● **GOAL OF THE EXERCISE**
Your job with the data below is to output exactly the lines from the one holding "site in the photo above." down to the one holding "stroller in the photo above.", both included, and no others.

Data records
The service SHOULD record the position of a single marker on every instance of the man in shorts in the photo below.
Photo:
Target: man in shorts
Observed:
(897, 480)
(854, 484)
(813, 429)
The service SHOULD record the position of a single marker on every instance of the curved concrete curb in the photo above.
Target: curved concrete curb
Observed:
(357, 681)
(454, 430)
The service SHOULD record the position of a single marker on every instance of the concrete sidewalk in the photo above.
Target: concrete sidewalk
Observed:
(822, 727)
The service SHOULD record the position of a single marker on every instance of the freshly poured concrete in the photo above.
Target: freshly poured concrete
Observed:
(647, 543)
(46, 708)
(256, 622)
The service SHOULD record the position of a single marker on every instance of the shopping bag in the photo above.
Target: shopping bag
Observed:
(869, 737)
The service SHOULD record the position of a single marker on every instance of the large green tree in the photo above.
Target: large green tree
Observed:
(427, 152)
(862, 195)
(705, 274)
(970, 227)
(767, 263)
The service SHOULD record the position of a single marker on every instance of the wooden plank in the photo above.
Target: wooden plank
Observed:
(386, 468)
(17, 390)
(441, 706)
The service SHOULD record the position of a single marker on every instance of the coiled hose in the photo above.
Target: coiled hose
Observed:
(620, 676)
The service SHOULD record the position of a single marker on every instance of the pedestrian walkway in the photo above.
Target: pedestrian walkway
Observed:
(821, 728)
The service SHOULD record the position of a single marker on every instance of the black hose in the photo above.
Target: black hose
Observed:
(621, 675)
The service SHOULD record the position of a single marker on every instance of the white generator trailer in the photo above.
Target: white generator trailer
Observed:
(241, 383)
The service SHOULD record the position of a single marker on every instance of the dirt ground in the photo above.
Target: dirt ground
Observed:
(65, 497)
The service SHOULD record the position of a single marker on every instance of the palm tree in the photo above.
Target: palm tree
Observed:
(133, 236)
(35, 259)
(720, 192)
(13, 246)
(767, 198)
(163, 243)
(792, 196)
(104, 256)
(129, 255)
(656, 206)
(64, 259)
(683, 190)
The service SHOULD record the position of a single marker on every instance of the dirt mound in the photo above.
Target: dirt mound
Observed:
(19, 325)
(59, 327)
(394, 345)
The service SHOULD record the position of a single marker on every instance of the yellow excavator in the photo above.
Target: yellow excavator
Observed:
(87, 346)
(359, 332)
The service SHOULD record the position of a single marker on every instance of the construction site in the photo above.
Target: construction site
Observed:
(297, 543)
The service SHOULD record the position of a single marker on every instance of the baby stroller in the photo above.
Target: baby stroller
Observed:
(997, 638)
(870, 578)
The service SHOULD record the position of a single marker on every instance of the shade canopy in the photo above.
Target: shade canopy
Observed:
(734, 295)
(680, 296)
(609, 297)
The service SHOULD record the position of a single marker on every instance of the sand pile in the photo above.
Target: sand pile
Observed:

● **TASK RESULT**
The service SHOULD record the position of a single marker on every instance of the construction site in the photo above.
Target: construction site
Observed:
(297, 543)
The service SHOULD record the position of a single marker on every instance of the baby stroller in the photo above.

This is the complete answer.